- _Task data_:
================

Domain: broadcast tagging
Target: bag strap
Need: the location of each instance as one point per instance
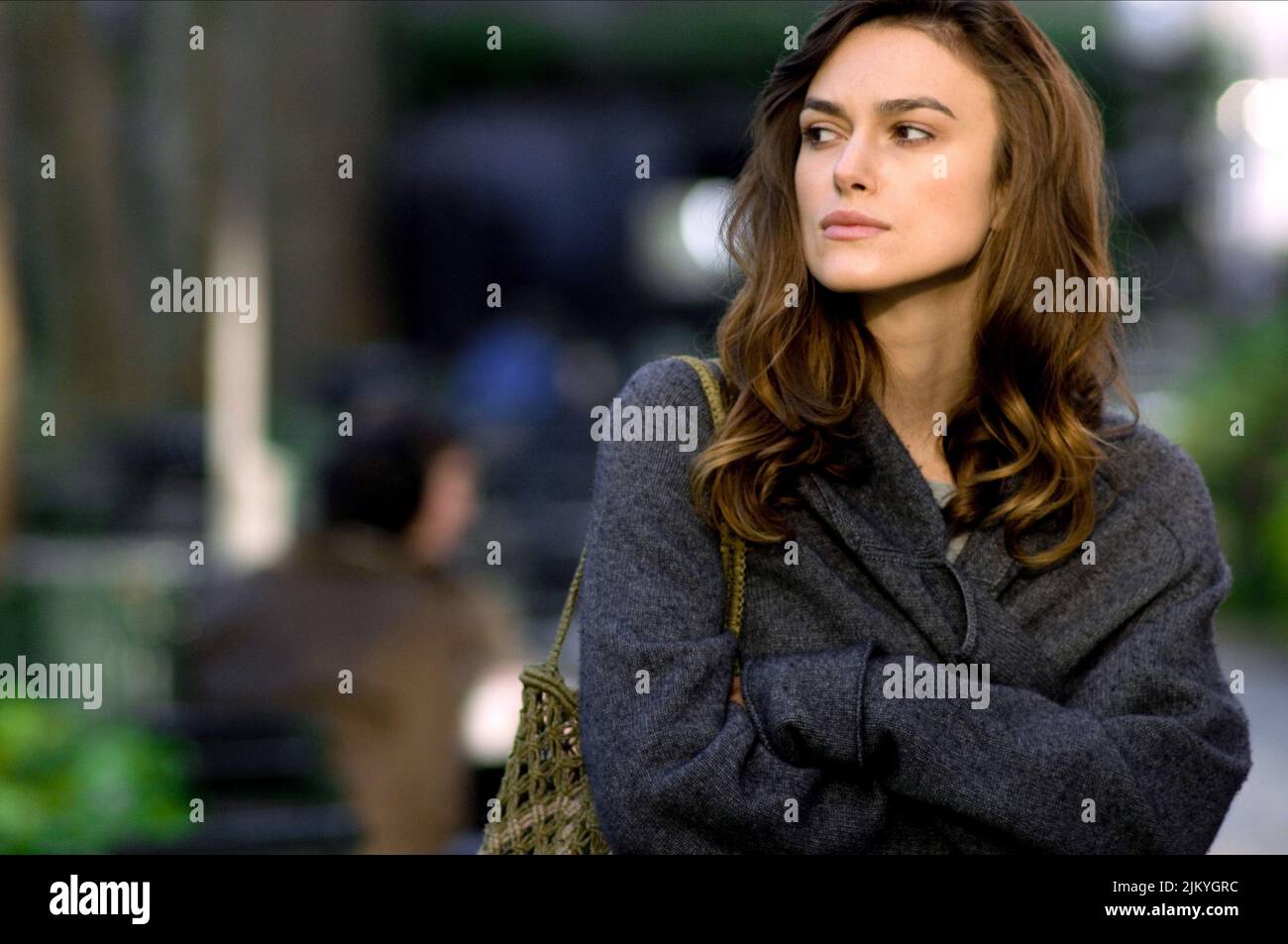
(733, 552)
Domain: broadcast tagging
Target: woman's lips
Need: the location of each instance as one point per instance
(838, 232)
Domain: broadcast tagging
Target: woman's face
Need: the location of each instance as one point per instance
(876, 142)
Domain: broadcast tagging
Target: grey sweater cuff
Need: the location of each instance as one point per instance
(805, 706)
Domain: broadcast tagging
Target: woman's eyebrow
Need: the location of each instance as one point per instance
(888, 107)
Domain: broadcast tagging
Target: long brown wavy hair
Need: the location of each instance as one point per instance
(1024, 445)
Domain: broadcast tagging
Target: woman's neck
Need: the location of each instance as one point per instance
(927, 348)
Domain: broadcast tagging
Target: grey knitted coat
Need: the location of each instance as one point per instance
(1108, 725)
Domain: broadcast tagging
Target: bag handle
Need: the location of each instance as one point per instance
(733, 552)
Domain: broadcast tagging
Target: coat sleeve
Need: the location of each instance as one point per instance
(673, 764)
(1149, 732)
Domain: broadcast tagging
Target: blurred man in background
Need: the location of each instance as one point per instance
(362, 631)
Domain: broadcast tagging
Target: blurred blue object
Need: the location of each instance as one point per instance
(506, 373)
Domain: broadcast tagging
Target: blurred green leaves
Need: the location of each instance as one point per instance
(71, 784)
(1248, 474)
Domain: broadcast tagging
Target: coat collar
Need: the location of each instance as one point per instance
(889, 509)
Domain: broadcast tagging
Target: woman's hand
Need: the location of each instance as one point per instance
(735, 693)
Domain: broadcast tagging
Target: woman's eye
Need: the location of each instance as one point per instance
(926, 136)
(811, 134)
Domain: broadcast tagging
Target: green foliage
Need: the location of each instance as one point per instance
(1248, 474)
(69, 784)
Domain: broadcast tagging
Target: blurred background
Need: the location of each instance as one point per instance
(181, 493)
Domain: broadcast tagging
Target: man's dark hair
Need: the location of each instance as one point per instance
(376, 476)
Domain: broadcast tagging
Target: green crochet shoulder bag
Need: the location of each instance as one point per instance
(545, 805)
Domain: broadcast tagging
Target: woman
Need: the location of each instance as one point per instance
(915, 167)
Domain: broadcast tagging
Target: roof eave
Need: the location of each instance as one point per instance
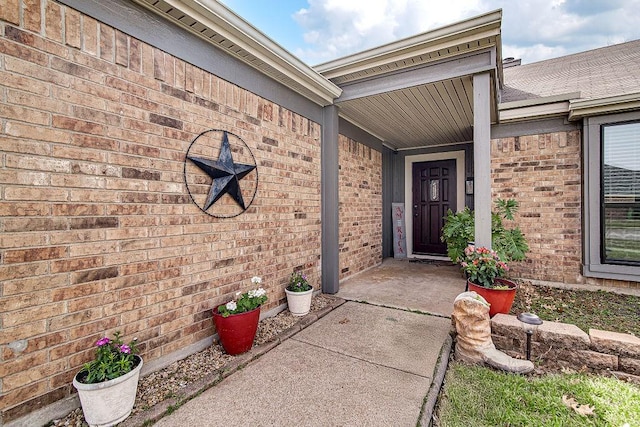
(582, 108)
(228, 24)
(486, 25)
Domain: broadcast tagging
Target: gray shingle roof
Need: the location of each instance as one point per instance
(608, 71)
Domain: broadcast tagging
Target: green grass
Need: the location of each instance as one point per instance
(586, 309)
(477, 396)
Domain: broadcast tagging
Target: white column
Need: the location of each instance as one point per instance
(482, 158)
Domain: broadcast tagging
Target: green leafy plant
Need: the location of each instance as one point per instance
(509, 243)
(245, 301)
(113, 359)
(298, 282)
(482, 266)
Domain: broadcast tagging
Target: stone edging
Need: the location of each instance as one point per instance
(598, 350)
(195, 388)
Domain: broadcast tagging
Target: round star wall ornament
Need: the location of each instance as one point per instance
(220, 173)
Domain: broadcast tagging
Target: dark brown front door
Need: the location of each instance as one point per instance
(434, 192)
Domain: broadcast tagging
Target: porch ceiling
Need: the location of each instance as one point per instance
(418, 92)
(432, 114)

================

- _Task prompt_: For the records above, state how many lines contain the string "hair", with no added text.

- _Exercise response_: 2